TASKS TO COMPLETE:
• A. Answer these questions using the Maryland payday loan text.
(i) With which official must Maryland lenders hold a license?
(ii) What is the largest fine a lender can face for illegally offering small-dollar loans at higher rates?
(iii) What is the maximum loan amount under the small loan law?
• B. Decide whether each statement agrees with the Maryland payday loan text. Answer yes or no, and quote the words of the text that decide it.
(i) Payday loans are legal in Maryland.
(ii) Borrowers can check whether a lender is licensed through the Nationwide Multistate Licensing System.
(iii) Lenders who illegally offer small-dollar loans at higher rates can face up to five years in prison.
• C. Reproduce the Maryland payday loan text from "Traditional payday loans" up to and including "12-101 et seq.".

TEXT EXCERPT:
......

Maryland law also requires its lenders to hold a license with the Commissioner of Financial Regulation. You can check if a lender is licensed through the Nationwide Multistate Licensing System (NMLS)

If a Maryland lender, licensed or otherwise, offers small-dollar loans at higher rates, they may be doing so illegally and could face serious criminal and civil penalties, including borrower restitution, a fine of up to $1,000 and up to a year in prison.   

👉 How To Get a Payday Loan 👉 What Do I Need for a Payday Loan?

Maryland sets strict caps on what lenders can charge for small consumer loans under Maryland Code § 12-306.

Loan Amount

Monthly Rate Cap

Annual APR Cap

Notes

First $1,000 of a loan that's $2,000 or less

2.75%

33%

Applies to the initial portion of smaller consumer loans under Maryland law

Amounts above $1,000 on a loan $2,000 or less

2%

24%

Lower rate applies to the remaining balance above $1,000

Loans above $2,000

2%

24%

Standard cap for larger installment loans in Maryland

Typical payday loan (for contrast)

N/A

300% to 600% and up

Traditional payday loans exceed Maryland caps and thus are prohibited

  • Status in Maryland: Payday loans are illegal.

  • Maximum APR allowed: 33% on the first $1,000, 24% on amounts above $1,000.

  • Maximum loan amount under small loan law: $6,000.

  • Licensing authority: Maryland Commissioner of Financial Regulation.

  • Statute: Maryland Code, Commercial Law § 12-101 et seq.

......

(Stored data entries)

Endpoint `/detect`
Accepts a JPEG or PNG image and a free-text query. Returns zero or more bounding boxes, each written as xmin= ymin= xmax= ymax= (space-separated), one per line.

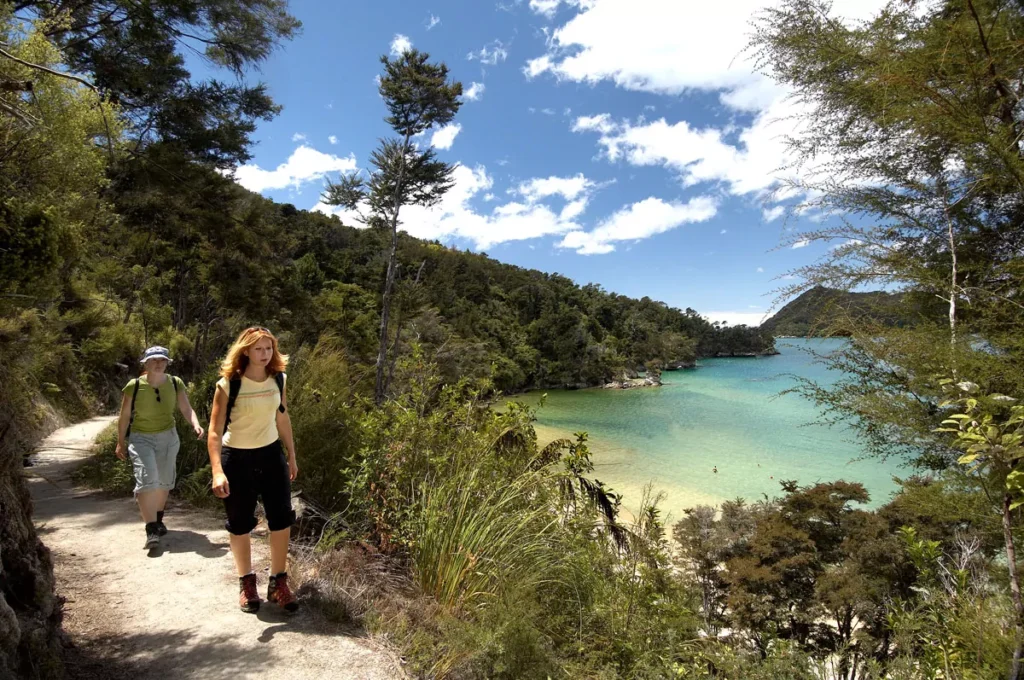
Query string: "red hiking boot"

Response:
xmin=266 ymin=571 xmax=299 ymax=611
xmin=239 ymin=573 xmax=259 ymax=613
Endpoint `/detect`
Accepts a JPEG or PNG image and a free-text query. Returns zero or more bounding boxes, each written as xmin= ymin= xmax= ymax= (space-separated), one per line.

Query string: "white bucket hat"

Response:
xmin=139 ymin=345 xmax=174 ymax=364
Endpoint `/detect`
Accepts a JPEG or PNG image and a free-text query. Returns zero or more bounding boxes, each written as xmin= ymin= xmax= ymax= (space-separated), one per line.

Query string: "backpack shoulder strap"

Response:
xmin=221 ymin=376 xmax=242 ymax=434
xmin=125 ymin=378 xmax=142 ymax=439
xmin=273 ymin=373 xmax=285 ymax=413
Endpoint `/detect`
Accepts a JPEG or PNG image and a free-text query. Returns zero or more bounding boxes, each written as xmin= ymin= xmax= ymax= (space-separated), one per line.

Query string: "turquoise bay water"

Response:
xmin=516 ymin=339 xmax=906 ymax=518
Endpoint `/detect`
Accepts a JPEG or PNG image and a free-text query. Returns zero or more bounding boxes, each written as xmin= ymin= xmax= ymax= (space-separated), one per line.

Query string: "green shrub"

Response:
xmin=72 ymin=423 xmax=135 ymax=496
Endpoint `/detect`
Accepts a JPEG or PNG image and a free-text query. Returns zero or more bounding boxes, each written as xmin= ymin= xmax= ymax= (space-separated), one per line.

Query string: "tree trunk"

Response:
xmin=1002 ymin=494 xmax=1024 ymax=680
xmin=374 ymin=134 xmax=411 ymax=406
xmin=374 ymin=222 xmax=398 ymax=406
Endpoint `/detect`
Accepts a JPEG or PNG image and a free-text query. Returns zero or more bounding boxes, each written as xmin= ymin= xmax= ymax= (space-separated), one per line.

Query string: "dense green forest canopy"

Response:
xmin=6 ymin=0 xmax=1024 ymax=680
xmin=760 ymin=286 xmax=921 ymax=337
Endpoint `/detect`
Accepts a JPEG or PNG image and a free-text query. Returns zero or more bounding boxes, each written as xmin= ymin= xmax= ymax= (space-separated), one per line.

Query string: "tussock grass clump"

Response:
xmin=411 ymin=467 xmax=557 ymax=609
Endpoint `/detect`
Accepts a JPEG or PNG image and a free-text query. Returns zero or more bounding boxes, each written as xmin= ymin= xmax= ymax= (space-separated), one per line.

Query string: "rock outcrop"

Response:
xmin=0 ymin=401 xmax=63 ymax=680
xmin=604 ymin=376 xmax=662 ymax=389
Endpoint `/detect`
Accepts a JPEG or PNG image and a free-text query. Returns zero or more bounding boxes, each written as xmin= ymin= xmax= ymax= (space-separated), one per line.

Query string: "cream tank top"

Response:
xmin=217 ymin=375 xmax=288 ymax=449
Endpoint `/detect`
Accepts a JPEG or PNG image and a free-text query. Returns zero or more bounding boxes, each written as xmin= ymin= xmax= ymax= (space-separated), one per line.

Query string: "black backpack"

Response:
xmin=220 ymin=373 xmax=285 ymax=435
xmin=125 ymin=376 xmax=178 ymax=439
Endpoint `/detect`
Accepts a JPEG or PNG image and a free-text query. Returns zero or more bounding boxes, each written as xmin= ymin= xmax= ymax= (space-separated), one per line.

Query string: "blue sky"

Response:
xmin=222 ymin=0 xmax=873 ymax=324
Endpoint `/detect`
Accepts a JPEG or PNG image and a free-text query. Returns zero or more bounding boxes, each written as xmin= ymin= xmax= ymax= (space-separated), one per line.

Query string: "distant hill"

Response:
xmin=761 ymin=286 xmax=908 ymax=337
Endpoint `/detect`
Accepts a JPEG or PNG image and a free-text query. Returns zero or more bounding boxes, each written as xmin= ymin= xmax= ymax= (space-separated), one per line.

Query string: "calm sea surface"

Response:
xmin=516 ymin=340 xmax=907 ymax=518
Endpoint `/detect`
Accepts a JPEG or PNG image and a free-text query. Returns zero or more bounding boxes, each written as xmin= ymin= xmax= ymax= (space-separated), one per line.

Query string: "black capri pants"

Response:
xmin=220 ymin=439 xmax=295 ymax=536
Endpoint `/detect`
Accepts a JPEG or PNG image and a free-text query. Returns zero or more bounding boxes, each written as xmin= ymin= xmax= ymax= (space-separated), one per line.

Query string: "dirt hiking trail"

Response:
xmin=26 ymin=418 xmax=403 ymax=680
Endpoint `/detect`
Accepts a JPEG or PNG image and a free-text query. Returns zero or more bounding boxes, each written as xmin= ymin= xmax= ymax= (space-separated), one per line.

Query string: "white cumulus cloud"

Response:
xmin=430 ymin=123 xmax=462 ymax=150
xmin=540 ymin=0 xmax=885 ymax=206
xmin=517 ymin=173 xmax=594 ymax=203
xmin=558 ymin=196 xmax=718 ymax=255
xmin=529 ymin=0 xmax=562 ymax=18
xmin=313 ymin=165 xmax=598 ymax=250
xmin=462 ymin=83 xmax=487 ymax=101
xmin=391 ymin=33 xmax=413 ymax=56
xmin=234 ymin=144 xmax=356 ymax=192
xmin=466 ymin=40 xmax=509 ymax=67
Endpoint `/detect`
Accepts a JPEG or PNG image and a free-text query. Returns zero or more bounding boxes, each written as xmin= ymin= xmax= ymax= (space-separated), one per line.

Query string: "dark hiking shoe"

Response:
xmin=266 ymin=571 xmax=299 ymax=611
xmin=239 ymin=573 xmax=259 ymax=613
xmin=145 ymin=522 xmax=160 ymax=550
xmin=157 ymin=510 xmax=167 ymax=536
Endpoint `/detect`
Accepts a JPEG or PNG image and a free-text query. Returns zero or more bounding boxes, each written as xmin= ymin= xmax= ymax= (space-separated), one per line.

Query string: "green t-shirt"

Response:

......

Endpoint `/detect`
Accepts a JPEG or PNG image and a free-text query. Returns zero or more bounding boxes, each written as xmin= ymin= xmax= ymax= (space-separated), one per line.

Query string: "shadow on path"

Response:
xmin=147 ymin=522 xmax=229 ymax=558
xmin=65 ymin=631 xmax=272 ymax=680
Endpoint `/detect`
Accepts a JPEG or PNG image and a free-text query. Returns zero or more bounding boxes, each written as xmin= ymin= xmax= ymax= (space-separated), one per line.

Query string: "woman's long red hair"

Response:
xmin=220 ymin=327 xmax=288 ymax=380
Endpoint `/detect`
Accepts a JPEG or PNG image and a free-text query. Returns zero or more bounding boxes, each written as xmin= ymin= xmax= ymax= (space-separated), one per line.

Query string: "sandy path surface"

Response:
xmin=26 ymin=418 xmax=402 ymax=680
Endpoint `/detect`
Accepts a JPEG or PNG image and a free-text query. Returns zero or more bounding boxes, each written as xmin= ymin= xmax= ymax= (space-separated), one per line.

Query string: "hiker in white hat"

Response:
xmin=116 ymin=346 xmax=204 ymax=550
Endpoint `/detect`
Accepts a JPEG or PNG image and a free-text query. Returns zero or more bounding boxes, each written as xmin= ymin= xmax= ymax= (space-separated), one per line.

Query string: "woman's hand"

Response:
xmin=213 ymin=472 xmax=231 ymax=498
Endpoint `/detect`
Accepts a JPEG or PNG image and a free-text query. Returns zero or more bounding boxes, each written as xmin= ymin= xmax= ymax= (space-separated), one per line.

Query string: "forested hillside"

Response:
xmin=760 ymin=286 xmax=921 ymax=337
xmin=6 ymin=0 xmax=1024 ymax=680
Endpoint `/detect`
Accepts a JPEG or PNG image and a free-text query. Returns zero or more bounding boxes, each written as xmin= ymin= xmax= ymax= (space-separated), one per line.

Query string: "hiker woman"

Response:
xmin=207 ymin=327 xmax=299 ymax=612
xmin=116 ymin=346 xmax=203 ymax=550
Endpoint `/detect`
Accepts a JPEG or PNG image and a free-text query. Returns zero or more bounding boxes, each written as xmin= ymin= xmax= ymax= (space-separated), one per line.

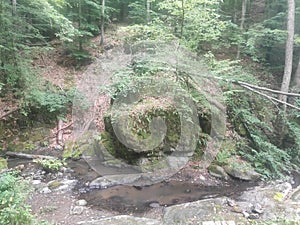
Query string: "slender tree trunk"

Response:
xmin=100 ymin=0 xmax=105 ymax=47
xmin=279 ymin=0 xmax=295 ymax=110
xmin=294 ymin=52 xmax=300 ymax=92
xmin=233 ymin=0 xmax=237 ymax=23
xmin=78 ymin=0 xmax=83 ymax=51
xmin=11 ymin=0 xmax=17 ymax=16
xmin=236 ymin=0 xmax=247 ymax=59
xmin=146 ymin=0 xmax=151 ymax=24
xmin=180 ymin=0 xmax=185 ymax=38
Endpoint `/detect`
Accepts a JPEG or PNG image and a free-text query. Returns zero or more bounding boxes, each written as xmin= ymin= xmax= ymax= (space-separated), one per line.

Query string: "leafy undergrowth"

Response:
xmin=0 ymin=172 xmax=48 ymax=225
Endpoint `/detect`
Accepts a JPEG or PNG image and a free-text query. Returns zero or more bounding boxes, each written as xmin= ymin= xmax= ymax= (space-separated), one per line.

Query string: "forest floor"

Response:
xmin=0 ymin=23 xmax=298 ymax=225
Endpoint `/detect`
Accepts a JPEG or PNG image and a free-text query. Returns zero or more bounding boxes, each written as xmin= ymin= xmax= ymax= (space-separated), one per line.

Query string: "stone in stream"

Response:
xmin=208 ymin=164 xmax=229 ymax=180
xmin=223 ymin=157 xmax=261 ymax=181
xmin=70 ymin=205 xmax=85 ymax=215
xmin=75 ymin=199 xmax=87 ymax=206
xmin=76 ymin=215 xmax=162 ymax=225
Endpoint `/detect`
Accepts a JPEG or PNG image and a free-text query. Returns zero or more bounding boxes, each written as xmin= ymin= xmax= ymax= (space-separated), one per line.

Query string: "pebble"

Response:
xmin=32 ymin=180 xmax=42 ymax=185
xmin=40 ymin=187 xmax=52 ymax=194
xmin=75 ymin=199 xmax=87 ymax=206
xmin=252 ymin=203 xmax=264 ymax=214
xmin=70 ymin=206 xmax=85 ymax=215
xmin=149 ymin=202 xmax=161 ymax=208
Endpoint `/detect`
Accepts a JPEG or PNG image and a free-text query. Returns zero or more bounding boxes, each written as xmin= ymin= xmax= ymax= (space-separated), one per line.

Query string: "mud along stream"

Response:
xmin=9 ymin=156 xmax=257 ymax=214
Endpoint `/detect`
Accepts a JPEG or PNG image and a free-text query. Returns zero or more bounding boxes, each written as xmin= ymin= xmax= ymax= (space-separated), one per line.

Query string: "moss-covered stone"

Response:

......

RESPONSES:
• A.
(i) The Commissioner of Financial Regulation
(ii) $1,000
(iii) $6,000

• B.
(i) No. "Status in Maryland: Payday loans are illegal."
(ii) Yes. "You can check if a lender is licensed through the Nationwide Multistate Licensing System (NMLS)"
(iii) No. "up to a year in prison."

• C.
Traditional payday loans exceed Maryland caps and thus are prohibited

  • Status in Maryland: Payday loans are illegal.

  • Maximum APR allowed: 33% on the first $1,000, 24% on amounts above $1,000.

  • Maximum loan amount under small loan law: $6,000.

  • Licensing authority: Maryland Commissioner of Financial Regulation.

  • Statute: Maryland Code, Commercial Law § 12-101 et seq.